[EXERCISE INPUTS — start]

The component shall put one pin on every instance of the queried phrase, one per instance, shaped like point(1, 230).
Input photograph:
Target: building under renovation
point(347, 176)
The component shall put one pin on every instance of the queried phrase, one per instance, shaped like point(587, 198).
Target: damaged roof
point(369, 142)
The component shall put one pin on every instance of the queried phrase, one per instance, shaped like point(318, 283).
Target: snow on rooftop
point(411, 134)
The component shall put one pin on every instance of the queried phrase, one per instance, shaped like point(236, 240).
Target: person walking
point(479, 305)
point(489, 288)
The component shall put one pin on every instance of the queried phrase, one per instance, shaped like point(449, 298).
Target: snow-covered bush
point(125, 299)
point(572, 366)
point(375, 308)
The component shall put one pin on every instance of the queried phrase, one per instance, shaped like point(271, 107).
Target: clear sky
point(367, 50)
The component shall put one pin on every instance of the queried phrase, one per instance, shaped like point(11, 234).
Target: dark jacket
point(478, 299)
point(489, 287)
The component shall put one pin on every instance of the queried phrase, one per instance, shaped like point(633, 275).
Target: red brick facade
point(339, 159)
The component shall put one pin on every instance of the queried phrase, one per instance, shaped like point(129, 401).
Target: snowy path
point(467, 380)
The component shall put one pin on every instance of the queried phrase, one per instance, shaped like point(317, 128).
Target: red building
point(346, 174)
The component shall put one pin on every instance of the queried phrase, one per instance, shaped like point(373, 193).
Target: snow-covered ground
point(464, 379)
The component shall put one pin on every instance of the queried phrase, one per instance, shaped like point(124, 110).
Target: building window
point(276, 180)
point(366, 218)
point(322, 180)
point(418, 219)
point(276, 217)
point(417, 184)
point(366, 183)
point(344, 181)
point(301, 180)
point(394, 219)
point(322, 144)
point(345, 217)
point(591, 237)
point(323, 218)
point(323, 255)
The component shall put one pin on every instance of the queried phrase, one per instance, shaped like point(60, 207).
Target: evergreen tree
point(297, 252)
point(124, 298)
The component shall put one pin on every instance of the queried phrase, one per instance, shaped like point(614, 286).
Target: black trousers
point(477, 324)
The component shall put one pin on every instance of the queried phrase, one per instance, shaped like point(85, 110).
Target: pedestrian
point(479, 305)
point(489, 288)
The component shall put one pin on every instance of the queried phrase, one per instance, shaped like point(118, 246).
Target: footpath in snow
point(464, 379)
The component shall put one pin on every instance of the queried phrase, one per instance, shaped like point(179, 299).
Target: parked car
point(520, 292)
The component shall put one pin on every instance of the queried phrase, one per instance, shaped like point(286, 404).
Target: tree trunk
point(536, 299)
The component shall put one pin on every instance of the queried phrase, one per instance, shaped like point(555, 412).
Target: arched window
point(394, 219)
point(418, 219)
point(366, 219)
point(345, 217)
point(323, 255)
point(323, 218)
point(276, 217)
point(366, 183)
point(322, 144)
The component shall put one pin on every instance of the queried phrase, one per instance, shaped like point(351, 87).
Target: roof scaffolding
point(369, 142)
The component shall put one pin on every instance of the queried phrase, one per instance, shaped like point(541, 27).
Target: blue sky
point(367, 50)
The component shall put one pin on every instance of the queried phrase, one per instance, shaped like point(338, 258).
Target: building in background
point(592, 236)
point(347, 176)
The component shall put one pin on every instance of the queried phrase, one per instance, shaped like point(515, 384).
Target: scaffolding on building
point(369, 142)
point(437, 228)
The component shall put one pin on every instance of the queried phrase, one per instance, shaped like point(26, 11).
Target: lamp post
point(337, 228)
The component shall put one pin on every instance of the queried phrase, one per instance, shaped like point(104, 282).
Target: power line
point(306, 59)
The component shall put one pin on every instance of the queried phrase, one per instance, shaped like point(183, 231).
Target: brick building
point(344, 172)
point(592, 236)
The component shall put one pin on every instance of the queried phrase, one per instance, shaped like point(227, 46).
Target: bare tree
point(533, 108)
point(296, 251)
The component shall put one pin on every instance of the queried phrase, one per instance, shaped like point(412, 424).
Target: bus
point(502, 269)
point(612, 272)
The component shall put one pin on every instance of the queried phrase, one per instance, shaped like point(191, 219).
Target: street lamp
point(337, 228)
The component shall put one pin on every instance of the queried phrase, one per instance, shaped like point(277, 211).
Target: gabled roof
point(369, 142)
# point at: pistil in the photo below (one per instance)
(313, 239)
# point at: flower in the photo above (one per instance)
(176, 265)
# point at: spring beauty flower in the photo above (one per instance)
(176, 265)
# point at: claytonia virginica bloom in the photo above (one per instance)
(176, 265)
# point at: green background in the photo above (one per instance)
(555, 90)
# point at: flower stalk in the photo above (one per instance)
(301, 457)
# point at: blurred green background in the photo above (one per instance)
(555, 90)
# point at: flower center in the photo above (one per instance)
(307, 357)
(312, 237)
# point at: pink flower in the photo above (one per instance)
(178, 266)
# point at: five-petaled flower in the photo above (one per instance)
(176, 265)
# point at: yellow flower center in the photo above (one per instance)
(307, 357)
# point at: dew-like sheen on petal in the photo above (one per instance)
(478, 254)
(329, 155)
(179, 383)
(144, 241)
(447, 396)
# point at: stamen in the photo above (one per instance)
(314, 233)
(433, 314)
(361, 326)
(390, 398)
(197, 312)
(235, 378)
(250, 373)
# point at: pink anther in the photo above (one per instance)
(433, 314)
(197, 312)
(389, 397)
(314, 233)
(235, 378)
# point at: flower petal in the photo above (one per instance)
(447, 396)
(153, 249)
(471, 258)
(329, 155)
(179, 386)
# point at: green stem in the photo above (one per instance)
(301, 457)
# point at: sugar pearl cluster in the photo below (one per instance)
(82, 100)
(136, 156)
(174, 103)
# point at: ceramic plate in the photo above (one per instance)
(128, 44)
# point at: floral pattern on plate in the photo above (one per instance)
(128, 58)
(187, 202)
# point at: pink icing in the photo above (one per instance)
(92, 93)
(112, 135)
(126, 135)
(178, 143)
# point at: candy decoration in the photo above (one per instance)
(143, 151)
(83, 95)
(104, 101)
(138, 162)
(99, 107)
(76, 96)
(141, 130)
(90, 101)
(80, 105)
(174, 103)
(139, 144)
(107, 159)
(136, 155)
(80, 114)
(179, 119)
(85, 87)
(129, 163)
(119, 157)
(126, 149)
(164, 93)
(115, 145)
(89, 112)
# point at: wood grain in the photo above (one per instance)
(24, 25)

[EXERCISE INPUTS — finish]

## EXERCISE BRIEF
Word for word, repeat every entry listed above.

## ANSWER FOR THIS EXERCISE
The component shall put one pin on every instance of the queried phrase, one per instance, shaped like point(1, 230).
Input photograph:
Target: building under renovation
point(347, 176)
The component shall put one pin on every instance of the queried phrase, one per instance, shaped like point(587, 198).
Target: damaged roof
point(369, 142)
The component shall put one pin on every instance of the queried phrase, one per instance, shaped like point(318, 283).
Target: snow on rooftop
point(411, 134)
The component shall put one pin on every instance of the queried phrase, one per instance, shaped like point(236, 240).
Target: person walking
point(479, 305)
point(489, 288)
The component shall put one pin on every instance of the queried phrase, one per instance, shaped like point(449, 298).
Target: snow-covered bush
point(125, 299)
point(572, 366)
point(375, 308)
The component shall put one pin on every instance of the queried phrase, one per instance, shaped like point(271, 107).
Target: clear sky
point(367, 50)
The component shall put one pin on every instance of the queried phrase, one per instance, shaped like point(11, 234).
Target: dark jacket
point(478, 299)
point(489, 287)
The component shall put one pin on every instance of the queried phrase, one per instance, shaped like point(633, 275).
Target: red brick facade
point(339, 159)
The component shall put one pin on every instance of the queried phrase, one per instance, shaped like point(129, 401).
Target: snowy path
point(467, 380)
The component shall put one pin on every instance of the queried phrase, one per instance, shaped like point(317, 128).
Target: red building
point(346, 174)
The component shall put one pin on every instance of the queried phrase, one per instance, shaped like point(373, 193).
Target: snow-covered ground
point(464, 379)
The component shall put one pin on every instance of the queried phrase, one per instance, shaped like point(124, 110).
Target: building window
point(276, 180)
point(366, 218)
point(322, 180)
point(418, 219)
point(276, 217)
point(417, 184)
point(366, 183)
point(344, 181)
point(301, 180)
point(394, 219)
point(322, 144)
point(345, 217)
point(591, 237)
point(323, 218)
point(323, 255)
The component shall put one pin on every instance of the queried phrase, one per instance, shaped like point(60, 207).
Target: evergreen tree
point(297, 252)
point(124, 298)
The component shall put one pin on every instance of the queried phrase, one per instance, shaped like point(614, 286).
Target: black trousers
point(477, 324)
The component shall put one pin on every instance of the queried phrase, one per instance, shaped like point(85, 110).
Target: pedestrian
point(479, 305)
point(489, 288)
The component shall put one pin on every instance of the queried phrase, one per instance, shaped like point(118, 246).
Target: footpath in snow
point(464, 379)
The component shall put one pin on every instance of the queried phrase, one per instance, shaped like point(179, 299).
Target: parked car
point(520, 292)
The component shall put one pin on every instance of the queried phrase, one per instance, shaped like point(286, 404).
Target: tree trunk
point(536, 299)
The component shall put one pin on every instance of the queried phrase, one per instance, shaped like point(555, 412).
Target: arched window
point(394, 219)
point(418, 219)
point(366, 219)
point(345, 217)
point(323, 255)
point(323, 218)
point(276, 217)
point(366, 183)
point(322, 144)
The component shall put one pin on every instance of the queried phrase, one per instance, shaped like point(351, 87).
Target: roof scaffolding
point(369, 142)
The component shall put one pin on every instance of the queried phrase, one per instance, shaped like point(541, 27).
Target: blue sky
point(367, 50)
The component shall put one pin on every instance of the queried phrase, one per instance, shaped like point(338, 258).
Target: building in background
point(592, 236)
point(347, 176)
The component shall put one pin on every instance of the queried phrase, one per instance, shaped like point(515, 384).
Target: scaffolding on building
point(369, 142)
point(437, 228)
The component shall put one pin on every instance of the queried phrase, one per instance, shaped like point(26, 11).
Target: lamp post
point(337, 228)
The component shall put one pin on every instance of the queried phrase, one per instance, shaped like point(104, 282).
Target: power line
point(306, 59)
The component shall put one pin on every instance of the queried phrase, one per instance, shaped like point(183, 231).
Target: brick building
point(344, 172)
point(592, 236)
The component shall put one pin on every instance of the queried phrase, one per instance, shaped like point(227, 46).
Target: bare tree
point(533, 108)
point(296, 251)
The component shall put one pin on every instance of the queried phrase, one per instance, shaped like point(412, 424).
Target: bus
point(502, 269)
point(612, 272)
The component shall put one pin on every instance of the queried phrase, one per instance, shaped like point(191, 219).
Target: street lamp
point(337, 228)
The component shall put one pin on every instance of the queried phrase, one per instance, shaped like point(277, 211).
Target: gabled roof
point(369, 142)
# point at: pistil in the photo below (one per instance)
(313, 239)
# point at: flower in the photo above (one per instance)
(176, 265)
# point at: spring beauty flower in the photo above (one per instance)
(176, 265)
# point at: claytonia virginica bloom in the photo above (one per instance)
(176, 265)
# point at: green background in the photo above (one per instance)
(555, 90)
# point at: flower stalk in the photo above (one per instance)
(301, 457)
# point at: blurred green background in the photo above (one per instance)
(555, 90)
# point at: flower center in the photo above (one per instance)
(307, 357)
(312, 237)
# point at: pink flower in the photo above (one per instance)
(178, 266)
# point at: five-petaled flower in the photo above (one per instance)
(176, 265)
# point at: yellow flower center in the photo above (one per instance)
(307, 357)
# point at: dew-like sheen on petal in the photo above (one per instance)
(478, 254)
(329, 155)
(179, 383)
(144, 241)
(447, 396)
# point at: stamen in the photo above (one per instance)
(314, 233)
(433, 314)
(361, 326)
(390, 398)
(197, 312)
(235, 378)
(250, 373)
# point at: pink anther in the photo above (one per instance)
(433, 314)
(197, 312)
(389, 397)
(314, 233)
(235, 378)
# point at: flower petal in the photo above (one per instance)
(447, 396)
(153, 249)
(471, 258)
(329, 155)
(179, 386)
# point at: green stem in the photo above (one per instance)
(301, 457)
# point at: sugar pearl cluster in the photo below (one per instance)
(82, 100)
(136, 156)
(174, 103)
# point at: ceramic plate in the photo above (one per instance)
(128, 44)
# point at: floral pattern on plate in the photo above (one per instance)
(128, 58)
(187, 202)
# point at: pink icing in the photo above (one per instance)
(92, 93)
(112, 135)
(126, 135)
(178, 143)
# point at: candy decoration in the photo above (one per instance)
(143, 151)
(83, 95)
(104, 101)
(138, 162)
(99, 107)
(76, 96)
(141, 130)
(90, 101)
(80, 105)
(174, 103)
(139, 144)
(107, 159)
(136, 155)
(80, 114)
(179, 119)
(85, 87)
(129, 163)
(119, 157)
(126, 149)
(164, 93)
(115, 145)
(89, 112)
# point at: wood grain in the photo above (one per instance)
(24, 25)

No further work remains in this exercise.